### Task description
Answer these from the forum thread about the missing rubber stops:
(a) What size and shape does the poster give for the rubber stops?
(b) What car is the poster driving?
(c) Where did the poster end up getting the parts?

### Source excerpt
# **HELP** Need help finding a part (rubber stop/buttons) for Cruise & Brake



## Avery (Aug 18, 2004)

***HELP** Need help finding a part (rubber stop/buttons) for Cruise & Brake UPDATE ! !*

The best way I can describe these is that thier small rubber type bumper/stops .
When you release the brake pedal, this rubber bumper hits a switch & your brake lights go out. Well this button has fallen apart & when I release the brake pedal, the lights now stay on. I have fixed it for now but I need to know where to find these. Somplace that's easy to order online.

I also noticed 2 others missing. One near the left foot rest & the other has to do with Cruise Control ........that's why my cruise does'nt work **LOL**

The size of these are approximatly 3/4 across & are round. They push into the actual brackets of both the brake & cluch pedals.


Please help me locate where I can buy these online &/or the actual part#/name as I can't drive around with my brake lights on for too much longer.

EDIT : 1993 Nissan 240sx/hatchback (if this helps)


----------



## Avery (Aug 18, 2004)

Well I went to NISSAN & got the parts I needed.

Brake lights (not dash lights) are back to Normal. Oh, My Cruise also works now  I also wanted to let you guys know that both my cruise & brake light situation happened at the SAME time. Both peices just fell apart together.

### Records
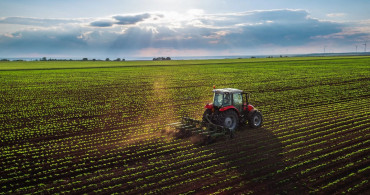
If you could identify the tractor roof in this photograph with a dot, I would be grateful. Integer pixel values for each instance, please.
(227, 90)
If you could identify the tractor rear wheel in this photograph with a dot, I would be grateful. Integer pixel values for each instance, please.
(255, 119)
(229, 119)
(207, 112)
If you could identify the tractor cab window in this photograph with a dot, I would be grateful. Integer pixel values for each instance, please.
(221, 100)
(238, 101)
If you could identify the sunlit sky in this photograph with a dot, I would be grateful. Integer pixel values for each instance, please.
(152, 28)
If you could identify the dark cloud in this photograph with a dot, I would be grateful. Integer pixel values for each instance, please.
(248, 31)
(121, 20)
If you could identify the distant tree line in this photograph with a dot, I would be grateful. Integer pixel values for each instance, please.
(161, 58)
(83, 59)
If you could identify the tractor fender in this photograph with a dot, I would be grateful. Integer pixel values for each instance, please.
(209, 106)
(251, 112)
(228, 108)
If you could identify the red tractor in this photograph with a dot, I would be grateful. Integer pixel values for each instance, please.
(230, 108)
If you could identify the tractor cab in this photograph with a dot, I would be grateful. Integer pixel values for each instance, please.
(228, 97)
(230, 108)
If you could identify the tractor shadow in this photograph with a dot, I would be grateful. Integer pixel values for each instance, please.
(255, 155)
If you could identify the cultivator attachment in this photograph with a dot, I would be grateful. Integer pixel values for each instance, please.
(206, 131)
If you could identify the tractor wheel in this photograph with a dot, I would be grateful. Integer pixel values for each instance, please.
(229, 120)
(207, 112)
(255, 119)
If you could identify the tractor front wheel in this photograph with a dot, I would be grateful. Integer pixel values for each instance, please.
(229, 120)
(255, 119)
(207, 114)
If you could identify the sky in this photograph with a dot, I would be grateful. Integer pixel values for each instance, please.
(153, 28)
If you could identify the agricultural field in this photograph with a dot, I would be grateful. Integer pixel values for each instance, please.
(102, 127)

### Written response
(a) About 3/4 across and round.
(b) A 1993 Nissan 240sx hatchback.
(c) From Nissan.